Page excerpt:
-----

Stocks fell Friday as a massive four-day rally took a breather even after the release of jobs data that was much stronger than expected.
The Dow was down 170 points, while the S&P 500 and Nasdaq each slid 0.25%.
Caterpillar and Goldman Sachs led the 30-stock index lower, falling more than 1% each. Energy, materials and tech dragged down the S&P 500 as each sector fell at least 0.9%.
“January’s better-than-expected jobs report is well-timed in that it boosts economic confidence just when coronavirus fears had investors questioning the growth outlook,” said Alec Young, director of global markets research at FTSE Russell. “That said, stocks are overbought after a huge rally.”
The U.S. economy added 225,000 jobs in January. Economists polled by Dow Jones expected a print of 158,000 jobs. Wages rose 3.1% on a year-over-year basis, also topping expectations.
Stocks were up sharply for the week entering Friday as strong earnings and economic data outweighed worries over the coronavirus’ economic impact.
The S&P 500 was up 3.7% week to date through Thursday’s close, and was on pace for its best weekly performance since early June. The Dow is up 4% for the week while the Nasdaq has gained 4.6%. The major averages were also riding a four-day winning streak.

-----

Extracted data:
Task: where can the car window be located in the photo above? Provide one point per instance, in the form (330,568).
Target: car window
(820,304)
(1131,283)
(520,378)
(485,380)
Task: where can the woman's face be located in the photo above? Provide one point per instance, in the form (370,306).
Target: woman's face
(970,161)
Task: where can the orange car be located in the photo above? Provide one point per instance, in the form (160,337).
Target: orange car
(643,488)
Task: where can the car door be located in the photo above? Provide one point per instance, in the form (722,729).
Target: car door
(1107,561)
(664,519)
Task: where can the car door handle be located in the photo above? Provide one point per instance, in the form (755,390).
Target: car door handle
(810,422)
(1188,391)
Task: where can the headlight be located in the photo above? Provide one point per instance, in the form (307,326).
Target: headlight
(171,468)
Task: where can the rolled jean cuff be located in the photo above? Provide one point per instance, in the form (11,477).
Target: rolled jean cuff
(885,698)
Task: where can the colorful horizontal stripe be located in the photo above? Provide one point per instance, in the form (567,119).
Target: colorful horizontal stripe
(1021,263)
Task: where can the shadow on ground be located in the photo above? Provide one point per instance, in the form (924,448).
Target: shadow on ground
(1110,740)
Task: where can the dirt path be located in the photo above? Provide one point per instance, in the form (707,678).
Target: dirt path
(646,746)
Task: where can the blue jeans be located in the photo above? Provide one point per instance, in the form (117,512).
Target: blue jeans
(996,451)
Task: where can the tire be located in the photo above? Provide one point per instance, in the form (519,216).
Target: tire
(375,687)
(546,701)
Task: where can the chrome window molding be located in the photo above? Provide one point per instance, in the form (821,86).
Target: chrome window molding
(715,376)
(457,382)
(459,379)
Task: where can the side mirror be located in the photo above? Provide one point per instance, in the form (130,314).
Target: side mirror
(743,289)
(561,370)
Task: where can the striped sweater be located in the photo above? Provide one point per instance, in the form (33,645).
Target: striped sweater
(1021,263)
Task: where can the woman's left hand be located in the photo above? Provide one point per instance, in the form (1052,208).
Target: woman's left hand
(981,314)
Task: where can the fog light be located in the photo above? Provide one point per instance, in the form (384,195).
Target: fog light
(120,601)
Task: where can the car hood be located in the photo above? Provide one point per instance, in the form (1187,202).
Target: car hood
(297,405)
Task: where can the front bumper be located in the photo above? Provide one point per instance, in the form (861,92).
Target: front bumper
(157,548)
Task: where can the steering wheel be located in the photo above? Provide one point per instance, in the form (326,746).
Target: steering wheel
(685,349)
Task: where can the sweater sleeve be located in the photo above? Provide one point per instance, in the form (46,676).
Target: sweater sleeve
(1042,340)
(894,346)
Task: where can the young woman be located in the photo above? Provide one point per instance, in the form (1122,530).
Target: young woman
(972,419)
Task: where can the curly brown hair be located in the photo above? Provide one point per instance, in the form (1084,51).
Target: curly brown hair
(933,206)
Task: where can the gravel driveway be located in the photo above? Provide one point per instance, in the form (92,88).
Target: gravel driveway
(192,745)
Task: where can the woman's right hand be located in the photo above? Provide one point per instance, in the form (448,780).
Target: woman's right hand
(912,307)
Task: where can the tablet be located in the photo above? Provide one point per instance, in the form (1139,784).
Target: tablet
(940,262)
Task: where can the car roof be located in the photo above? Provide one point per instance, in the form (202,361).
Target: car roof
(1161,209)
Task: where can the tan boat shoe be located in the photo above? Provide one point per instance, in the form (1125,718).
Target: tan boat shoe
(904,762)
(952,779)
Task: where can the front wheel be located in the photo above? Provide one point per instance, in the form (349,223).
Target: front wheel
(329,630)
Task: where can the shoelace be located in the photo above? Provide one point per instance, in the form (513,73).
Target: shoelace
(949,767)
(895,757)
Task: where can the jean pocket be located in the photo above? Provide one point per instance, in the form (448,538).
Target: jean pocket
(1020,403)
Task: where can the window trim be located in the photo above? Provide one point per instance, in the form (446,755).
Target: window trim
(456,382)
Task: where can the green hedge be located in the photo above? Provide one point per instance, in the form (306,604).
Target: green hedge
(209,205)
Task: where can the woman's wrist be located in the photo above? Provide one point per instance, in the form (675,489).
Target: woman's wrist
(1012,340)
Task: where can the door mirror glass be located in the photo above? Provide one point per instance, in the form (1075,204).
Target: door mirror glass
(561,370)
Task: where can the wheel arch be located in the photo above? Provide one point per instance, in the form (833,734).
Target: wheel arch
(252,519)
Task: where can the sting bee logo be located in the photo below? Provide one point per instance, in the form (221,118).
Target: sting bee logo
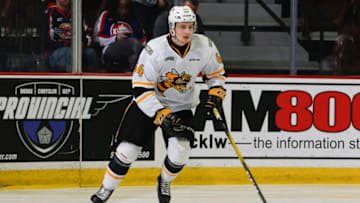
(174,80)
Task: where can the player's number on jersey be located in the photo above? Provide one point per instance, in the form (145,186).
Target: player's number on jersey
(139,69)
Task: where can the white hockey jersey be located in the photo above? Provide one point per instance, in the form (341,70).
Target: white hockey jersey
(170,77)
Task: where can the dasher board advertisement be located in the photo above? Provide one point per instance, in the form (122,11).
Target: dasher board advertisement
(285,118)
(53,118)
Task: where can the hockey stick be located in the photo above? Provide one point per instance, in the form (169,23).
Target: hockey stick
(227,132)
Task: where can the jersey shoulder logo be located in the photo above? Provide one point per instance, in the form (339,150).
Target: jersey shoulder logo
(175,80)
(148,49)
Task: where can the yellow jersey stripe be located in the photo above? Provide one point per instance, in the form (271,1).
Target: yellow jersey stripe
(144,97)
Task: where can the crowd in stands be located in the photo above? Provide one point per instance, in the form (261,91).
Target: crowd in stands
(113,35)
(37,36)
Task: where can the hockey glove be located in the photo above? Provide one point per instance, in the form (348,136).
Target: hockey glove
(169,122)
(215,97)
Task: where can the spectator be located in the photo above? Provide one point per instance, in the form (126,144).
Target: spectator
(59,38)
(161,24)
(147,11)
(120,34)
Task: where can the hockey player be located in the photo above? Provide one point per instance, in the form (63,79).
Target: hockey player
(163,84)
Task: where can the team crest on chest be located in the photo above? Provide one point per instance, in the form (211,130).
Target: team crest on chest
(174,80)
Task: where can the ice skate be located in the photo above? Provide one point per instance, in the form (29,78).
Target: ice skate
(163,188)
(102,195)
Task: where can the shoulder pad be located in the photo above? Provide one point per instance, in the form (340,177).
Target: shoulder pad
(148,49)
(210,42)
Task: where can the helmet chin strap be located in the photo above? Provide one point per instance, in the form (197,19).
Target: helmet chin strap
(173,35)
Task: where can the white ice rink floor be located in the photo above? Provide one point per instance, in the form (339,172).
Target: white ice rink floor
(194,194)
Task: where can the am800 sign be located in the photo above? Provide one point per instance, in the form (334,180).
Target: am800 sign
(326,105)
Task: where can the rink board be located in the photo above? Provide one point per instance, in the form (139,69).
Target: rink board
(288,129)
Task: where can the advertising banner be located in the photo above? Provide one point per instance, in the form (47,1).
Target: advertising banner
(54,118)
(286,118)
(40,118)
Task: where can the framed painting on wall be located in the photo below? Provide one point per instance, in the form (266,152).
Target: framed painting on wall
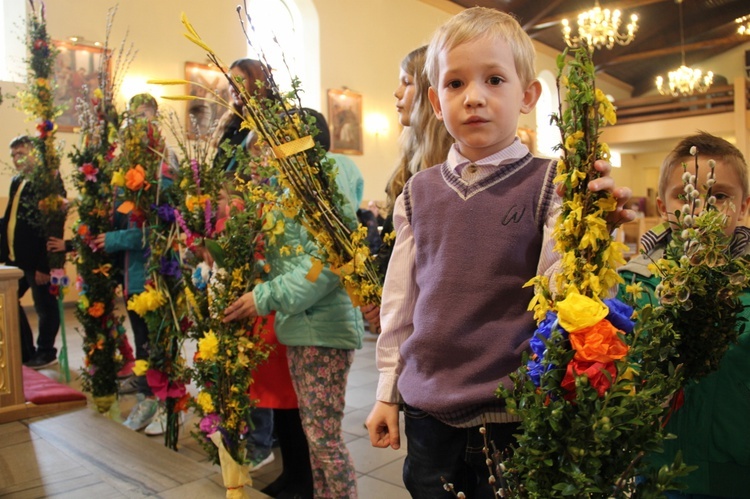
(345,121)
(76,66)
(204,82)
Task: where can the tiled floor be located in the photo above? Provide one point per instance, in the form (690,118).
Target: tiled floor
(378,470)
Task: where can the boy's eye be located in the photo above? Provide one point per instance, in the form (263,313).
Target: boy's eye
(721,197)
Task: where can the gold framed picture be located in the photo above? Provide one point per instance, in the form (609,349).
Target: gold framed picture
(76,66)
(203,80)
(345,121)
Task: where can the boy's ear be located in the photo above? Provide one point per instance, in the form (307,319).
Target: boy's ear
(662,207)
(435,101)
(742,213)
(530,96)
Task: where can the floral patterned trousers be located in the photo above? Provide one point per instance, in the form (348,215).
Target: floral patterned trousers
(319,377)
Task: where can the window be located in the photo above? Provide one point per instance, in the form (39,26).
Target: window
(12,49)
(294,25)
(548,136)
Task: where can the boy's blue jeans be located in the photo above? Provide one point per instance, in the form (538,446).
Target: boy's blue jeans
(261,436)
(435,450)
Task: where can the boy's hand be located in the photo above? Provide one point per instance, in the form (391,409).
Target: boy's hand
(99,241)
(382,424)
(41,278)
(621,215)
(372,316)
(242,308)
(55,245)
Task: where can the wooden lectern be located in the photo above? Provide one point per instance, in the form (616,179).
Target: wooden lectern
(43,395)
(11,378)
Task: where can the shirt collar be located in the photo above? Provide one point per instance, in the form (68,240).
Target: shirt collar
(517,150)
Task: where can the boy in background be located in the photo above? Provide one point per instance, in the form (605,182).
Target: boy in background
(712,426)
(469,234)
(24,245)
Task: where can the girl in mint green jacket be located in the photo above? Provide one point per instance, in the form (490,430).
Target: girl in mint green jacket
(321,329)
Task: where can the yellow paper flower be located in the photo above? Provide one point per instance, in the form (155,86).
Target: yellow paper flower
(140,367)
(208,346)
(118,179)
(148,301)
(207,404)
(577,311)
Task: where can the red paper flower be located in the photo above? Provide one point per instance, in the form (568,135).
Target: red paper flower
(598,343)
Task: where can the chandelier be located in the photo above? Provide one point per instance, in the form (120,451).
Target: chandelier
(744,25)
(600,28)
(684,80)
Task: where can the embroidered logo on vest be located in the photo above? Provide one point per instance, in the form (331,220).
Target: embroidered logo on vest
(514,215)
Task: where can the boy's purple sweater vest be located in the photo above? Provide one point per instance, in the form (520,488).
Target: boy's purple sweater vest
(476,246)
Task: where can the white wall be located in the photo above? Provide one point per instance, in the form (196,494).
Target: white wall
(361,43)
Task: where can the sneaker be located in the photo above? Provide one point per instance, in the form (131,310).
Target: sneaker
(128,385)
(158,425)
(260,461)
(40,361)
(142,414)
(127,370)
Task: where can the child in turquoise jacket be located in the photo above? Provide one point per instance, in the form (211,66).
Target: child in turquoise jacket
(713,425)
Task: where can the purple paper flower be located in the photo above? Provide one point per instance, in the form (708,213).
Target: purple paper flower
(165,212)
(207,213)
(536,367)
(196,172)
(89,171)
(542,334)
(619,315)
(169,267)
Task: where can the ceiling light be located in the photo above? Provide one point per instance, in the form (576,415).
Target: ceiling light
(744,25)
(600,28)
(684,80)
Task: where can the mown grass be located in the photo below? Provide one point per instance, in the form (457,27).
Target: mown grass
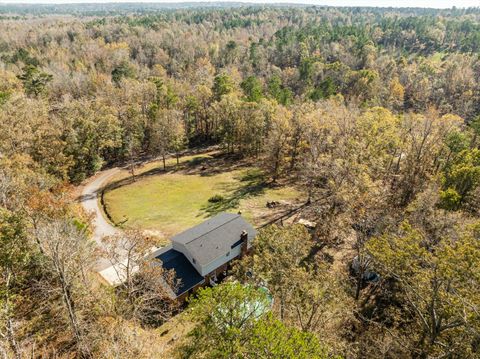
(176,200)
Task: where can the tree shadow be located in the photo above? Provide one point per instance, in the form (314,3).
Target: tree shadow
(252,184)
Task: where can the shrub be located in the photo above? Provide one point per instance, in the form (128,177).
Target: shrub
(216,198)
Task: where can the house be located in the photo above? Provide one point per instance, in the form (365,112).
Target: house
(199,254)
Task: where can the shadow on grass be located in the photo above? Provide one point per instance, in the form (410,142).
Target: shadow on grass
(186,165)
(252,184)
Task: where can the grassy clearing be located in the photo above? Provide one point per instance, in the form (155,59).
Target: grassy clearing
(176,200)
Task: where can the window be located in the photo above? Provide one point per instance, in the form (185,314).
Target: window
(237,243)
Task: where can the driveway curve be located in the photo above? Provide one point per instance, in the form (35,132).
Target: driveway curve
(89,201)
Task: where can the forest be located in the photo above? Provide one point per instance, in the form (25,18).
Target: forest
(374,113)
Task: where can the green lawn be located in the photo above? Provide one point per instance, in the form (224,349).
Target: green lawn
(173,201)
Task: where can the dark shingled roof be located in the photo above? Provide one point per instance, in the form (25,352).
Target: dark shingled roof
(171,259)
(214,237)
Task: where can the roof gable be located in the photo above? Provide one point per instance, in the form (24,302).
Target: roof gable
(214,237)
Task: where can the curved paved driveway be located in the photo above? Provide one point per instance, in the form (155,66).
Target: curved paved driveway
(89,201)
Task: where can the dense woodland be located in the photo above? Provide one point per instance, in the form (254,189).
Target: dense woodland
(375,113)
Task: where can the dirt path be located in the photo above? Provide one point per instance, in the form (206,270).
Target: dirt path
(89,201)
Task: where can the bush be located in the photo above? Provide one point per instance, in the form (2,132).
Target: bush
(215,199)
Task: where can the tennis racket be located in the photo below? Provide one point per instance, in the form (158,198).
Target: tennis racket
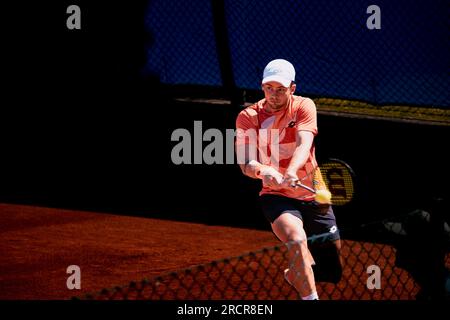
(339,179)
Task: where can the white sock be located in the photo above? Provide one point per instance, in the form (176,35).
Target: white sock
(312,296)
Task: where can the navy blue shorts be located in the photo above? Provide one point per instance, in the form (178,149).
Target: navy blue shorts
(317,219)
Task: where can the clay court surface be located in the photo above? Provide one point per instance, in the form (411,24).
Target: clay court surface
(38,244)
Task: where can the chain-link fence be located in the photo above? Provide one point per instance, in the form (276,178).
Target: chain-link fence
(227,44)
(370,271)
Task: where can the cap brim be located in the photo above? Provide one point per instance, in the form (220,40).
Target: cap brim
(283,81)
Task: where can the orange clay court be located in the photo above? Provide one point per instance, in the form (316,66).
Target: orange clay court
(38,244)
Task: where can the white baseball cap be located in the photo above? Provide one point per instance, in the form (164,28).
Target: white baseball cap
(279,70)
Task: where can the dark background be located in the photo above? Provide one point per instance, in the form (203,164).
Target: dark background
(83,127)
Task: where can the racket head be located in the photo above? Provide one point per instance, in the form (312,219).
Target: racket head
(340,180)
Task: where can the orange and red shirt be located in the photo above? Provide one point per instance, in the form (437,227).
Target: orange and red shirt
(274,137)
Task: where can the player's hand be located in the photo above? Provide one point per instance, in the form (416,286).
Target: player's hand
(271,177)
(290,179)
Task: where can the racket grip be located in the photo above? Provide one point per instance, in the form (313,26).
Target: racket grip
(299,184)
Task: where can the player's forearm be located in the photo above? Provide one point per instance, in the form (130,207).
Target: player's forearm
(252,169)
(299,158)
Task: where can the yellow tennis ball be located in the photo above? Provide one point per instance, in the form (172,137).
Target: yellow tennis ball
(323,196)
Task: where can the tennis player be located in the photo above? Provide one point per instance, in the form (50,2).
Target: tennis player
(281,128)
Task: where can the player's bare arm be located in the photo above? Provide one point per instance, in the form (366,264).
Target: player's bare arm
(304,143)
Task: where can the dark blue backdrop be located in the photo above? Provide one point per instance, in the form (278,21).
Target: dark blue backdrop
(406,62)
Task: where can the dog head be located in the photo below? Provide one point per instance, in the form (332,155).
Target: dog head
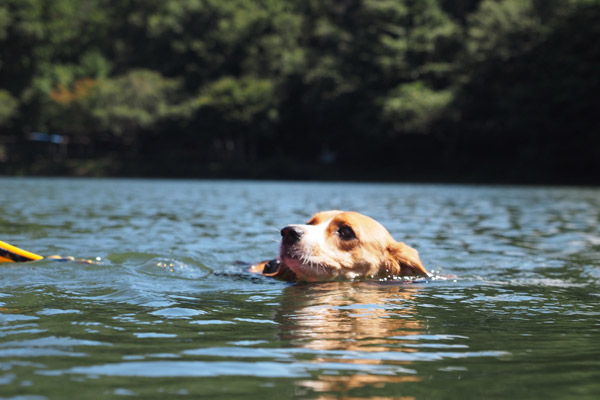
(346,245)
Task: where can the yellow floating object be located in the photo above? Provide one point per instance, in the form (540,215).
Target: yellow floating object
(10,253)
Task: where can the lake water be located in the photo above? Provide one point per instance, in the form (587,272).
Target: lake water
(170,312)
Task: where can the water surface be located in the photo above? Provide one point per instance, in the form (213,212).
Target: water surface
(170,312)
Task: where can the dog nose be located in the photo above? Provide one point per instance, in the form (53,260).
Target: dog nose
(291,234)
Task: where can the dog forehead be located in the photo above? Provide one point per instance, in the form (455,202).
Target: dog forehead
(359,222)
(323,216)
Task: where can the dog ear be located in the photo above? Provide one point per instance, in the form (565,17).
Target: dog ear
(406,259)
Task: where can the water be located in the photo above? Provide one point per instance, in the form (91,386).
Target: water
(169,311)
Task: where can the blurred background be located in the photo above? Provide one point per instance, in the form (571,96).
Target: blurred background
(387,90)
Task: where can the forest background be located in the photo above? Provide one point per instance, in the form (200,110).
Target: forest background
(387,90)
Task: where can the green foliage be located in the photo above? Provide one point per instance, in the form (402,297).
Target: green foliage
(127,104)
(413,107)
(8,106)
(239,100)
(222,81)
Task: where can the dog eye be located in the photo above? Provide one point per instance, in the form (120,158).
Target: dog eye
(346,233)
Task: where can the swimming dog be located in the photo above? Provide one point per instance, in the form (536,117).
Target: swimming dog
(340,245)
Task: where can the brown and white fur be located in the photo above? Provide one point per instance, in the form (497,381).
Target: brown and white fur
(341,245)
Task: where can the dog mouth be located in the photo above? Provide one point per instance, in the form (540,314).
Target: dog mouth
(300,262)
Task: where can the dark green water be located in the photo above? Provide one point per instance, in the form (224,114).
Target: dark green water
(169,313)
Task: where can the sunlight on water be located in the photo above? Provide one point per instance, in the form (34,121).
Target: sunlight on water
(168,308)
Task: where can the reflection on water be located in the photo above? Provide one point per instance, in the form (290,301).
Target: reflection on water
(354,323)
(170,313)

-----

Try it: Extend the stock market report from where it stops.

Answer box:
The major averages also reached record highs on Thursday boosted by China’s decision to halve tariffs on a slew of U.S. products. The world’s second-largest economy announced it would halve tariffs on $75 billion worth of U.S. imports on Thursday.
However, stocks were under pressure amid concerns about the potential economic fallout of China’s fast-spreading coronavirus. China’s National Health Commission on Friday confirmed 31,131 cases of the deadly pneumonia-like virus in the country, with 636 deaths.
President Donald Trump tweeted Friday that his Chinese counterpart, President Xi Jinping, is “focused on leading the counterattack on the Coronavirus.”
On the earnings front, more than 300 S&P 500 companies have posted calendar fourth-quarter earnings thus far, FactSet data shows. Of those companies, 71.3% have beaten analyst expectations.
Activision Blizzard and T-Mobile are among the companies that posted better-than-expected earnings. Shares of Activision rose more than 2% while T-Mobile traded 0.9% higher.